**Exercise requirements**
In the methylation analysis text, what bandwidth was used to collapse nearby significant CpG sites into clusters?

**Given text**
☆ ☆ ☆ ☆
Raw DNA methylation data (IDAT files) for 168 ILBC cases were downloaded from the TCGA legacy database (Study Accession: phs000178) using the R package TCGABiolinks [87]. Methylation data were pre-processed and normalised similarly to the MCCS, and methylation values (beta-values and M-values) were calculated for 168 ILBCs at 440,380 CpG positions across the genome. Survival data were retrieved for 159 (95%) ILBC cases. Gene expression data in the form of normalised counts (RNA sequencing-Illumina Hi-Seq) were retrieved for 159 (95%) ILBC cases. Cases of ILBC in the TCGA dataset were diagnosed between 1992 and 2013. Clinical characteristics of the TCGA samples are listed in Table 1.

Statistical analysis

Variable methylation analysis

Variable methylation analysis was performed using the DMRcate package in R [88]. To identify the variably methylated regions (VMRs), the variance of M-values was computed across 130 ILBCs in the MCCS, and Gaussian smoothing was applied to the resulting per-CpG-site test statistics using the default DMRcate options. DMRcate uses the method of Satterthwaite to smooth test statistics and derive respective P-values. Nearby significant CpG sites were collapsed in clusters using a bandwidth of 1000 base pairs (bp). The clusters that showed the highest variability in DNA methylation (i.e. regions with a minimum adjusted P-value (minfdr) of less than 10−8) were defined as the VMRs. There were 396 solo CpGs that were not included in the VMR calculation. This analysis was replicated using the 168 ILBC samples from TCGA.

Gene set enrichment analysis

Gene set enrichment analysis was performed on all the genes associated with the VMRs using the web-based tool Metaspace using the default settings [89]. Pathway and gene set enrichment analysis were carried out using the KEGG Pathway database [90]. All genes in the human genome were used as the enrichment background. Pathways and biological terms with a P-value < 0.01, a minimum count of 3 and an enrichment factor > 1.5 (the ratio between the observed counts and the counts expected by chance) were selected and grouped into clusters.
☆ ☆ ☆ ☆
Referring expression pointing data:
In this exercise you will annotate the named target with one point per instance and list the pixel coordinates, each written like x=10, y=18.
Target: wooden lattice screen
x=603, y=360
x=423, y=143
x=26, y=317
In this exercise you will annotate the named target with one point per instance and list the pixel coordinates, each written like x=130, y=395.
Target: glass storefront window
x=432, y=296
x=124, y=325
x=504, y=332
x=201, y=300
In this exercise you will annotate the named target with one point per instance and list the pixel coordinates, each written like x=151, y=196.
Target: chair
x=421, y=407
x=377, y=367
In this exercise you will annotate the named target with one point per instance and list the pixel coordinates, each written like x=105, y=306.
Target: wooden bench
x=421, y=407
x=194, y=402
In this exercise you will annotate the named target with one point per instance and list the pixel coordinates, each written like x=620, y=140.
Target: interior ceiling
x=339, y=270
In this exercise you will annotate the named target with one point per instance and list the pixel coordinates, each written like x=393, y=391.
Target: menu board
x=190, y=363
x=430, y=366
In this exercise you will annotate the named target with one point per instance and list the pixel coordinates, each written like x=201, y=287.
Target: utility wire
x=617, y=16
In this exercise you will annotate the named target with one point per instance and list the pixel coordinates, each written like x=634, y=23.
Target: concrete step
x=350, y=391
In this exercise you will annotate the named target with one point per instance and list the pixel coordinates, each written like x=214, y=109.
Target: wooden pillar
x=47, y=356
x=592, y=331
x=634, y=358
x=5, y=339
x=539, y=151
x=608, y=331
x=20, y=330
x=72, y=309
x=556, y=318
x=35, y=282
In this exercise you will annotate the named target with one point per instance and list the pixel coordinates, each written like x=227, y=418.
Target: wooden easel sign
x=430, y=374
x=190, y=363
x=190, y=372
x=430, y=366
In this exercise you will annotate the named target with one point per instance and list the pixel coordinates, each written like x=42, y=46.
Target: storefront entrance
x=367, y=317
☆ ☆ ☆ ☆
**Solved exercise**
A bandwidth of 1000 base pairs (bp).